Aslında edebiyatla uğraşan kişi bir serüvencidir. Serüvenciler belirlenmiş sınırların dışına aşarak yeni hayaller peşinde koşabilirler. Edebiyatla uğraşanları özellikle böyle görüyorum. Edebiyat insanı güzelleştirir. Bundan dolayı edebiyatla uğraşmak gerektiğini düşünüyorum. Edebiyatla uğraşanlar, yaratıcı pozisyonda olan yazarlar kendileri için yeni dünyalar keşfetme sürecine girerken aynı zamanda toplumsal gelişmelere de neden olabilir. Kimi kitaplar toplumsal değişim ve devrimlere de sebep olmuştur. Bundan dolayı kendiniz için yaratıcı bir alan arıyorsanız mutlaka edebiyatla uğraşmanız gerektiğini düşünüyorum.
Genç kesim sizce kitap okuma kültüründen uzaklaştı mı? Yoksa okuma kültürü mü değişti? Sizin bu konu hakkında görüşleriniz nelerdir?

* _Alıştırma kayıtları_
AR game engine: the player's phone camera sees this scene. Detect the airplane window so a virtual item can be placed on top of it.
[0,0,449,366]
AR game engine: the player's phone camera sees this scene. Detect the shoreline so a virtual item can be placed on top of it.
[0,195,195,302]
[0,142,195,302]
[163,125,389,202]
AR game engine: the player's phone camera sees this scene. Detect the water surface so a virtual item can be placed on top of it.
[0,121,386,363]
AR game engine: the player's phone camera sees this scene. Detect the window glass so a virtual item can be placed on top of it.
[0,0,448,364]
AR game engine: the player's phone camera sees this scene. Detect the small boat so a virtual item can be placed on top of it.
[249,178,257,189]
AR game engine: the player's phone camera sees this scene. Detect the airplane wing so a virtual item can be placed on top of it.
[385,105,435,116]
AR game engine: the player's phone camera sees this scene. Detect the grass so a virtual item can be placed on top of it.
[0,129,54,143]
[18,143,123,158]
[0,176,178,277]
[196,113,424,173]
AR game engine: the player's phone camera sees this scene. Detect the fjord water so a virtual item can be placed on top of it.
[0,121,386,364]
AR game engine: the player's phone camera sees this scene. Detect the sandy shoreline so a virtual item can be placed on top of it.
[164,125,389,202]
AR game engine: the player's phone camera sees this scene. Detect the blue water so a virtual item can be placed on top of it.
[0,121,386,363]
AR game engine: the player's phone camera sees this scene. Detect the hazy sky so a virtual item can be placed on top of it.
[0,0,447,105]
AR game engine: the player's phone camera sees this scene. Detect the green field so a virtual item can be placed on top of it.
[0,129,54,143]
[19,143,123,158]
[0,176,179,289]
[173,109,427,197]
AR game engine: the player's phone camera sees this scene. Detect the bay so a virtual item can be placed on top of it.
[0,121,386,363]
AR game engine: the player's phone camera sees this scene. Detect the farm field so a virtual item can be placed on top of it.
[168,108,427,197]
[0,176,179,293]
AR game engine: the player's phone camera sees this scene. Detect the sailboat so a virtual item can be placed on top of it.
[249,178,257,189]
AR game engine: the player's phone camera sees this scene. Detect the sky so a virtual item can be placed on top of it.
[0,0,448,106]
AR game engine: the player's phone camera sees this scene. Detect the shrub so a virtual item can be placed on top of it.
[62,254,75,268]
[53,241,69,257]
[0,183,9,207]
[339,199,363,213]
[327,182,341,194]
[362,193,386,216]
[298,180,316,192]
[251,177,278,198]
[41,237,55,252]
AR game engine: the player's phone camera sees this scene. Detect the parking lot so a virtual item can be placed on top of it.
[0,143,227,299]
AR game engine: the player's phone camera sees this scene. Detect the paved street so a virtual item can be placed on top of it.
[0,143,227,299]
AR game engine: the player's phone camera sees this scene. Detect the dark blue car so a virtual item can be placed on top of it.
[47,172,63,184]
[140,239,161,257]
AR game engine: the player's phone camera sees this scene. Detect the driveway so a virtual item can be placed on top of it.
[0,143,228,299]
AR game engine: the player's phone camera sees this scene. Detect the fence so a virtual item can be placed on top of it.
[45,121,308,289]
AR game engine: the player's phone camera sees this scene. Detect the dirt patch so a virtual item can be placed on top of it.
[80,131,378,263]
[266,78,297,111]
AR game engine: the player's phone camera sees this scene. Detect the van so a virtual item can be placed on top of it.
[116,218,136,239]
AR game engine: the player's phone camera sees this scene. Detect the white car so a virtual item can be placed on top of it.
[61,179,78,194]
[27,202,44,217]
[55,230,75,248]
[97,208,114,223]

* _Yönerge 1_
Alıntıdaki "Aslında edebiyatla uğraşan kişi" diye başlayan paragrafı, ana bilgilerini koruyarak madde madde yeniden yazın.
* _Yönerge 2_
Kayıtlarda "Detect the sailboat" ifadesini içeren satırdan "[41,237,55,252]" ifadesini içeren satıra kadar, iki satır da dahil olmak üzere, aradaki bütün satırları aynen yazın.

* _Son yanıt 1_
- Edebiyatla uğraşan kişi bir serüvencidir; serüvenciler belirlenmiş sınırların dışına çıkarak yeni hayallerin peşinde koşabilir.
- Edebiyat insanı güzelleştirir, bu yüzden edebiyatla uğraşmak gerekir.
- Yaratıcı yazarlar kendileri için yeni dünyalar keşfederken toplumsal gelişmelere de neden olabilir; kimi kitaplar toplumsal değişim ve devrimlere yol açmıştır.
- Kendine yaratıcı bir alan arayan kişi mutlaka edebiyatla uğraşmalıdır.

* _Son yanıt 2_
AR game engine: the player's phone camera sees this scene. Detect the sailboat so a virtual item can be placed on top of it.
[249,178,257,189]
AR game engine: the player's phone camera sees this scene. Detect the sky so a virtual item can be placed on top of it.
[0,0,448,106]
AR game engine: the player's phone camera sees this scene. Detect the shrub so a virtual item can be placed on top of it.
[62,254,75,268]
[53,241,69,257]
[0,183,9,207]
[339,199,363,213]
[327,182,341,194]
[362,193,386,216]
[298,180,316,192]
[251,177,278,198]
[41,237,55,252]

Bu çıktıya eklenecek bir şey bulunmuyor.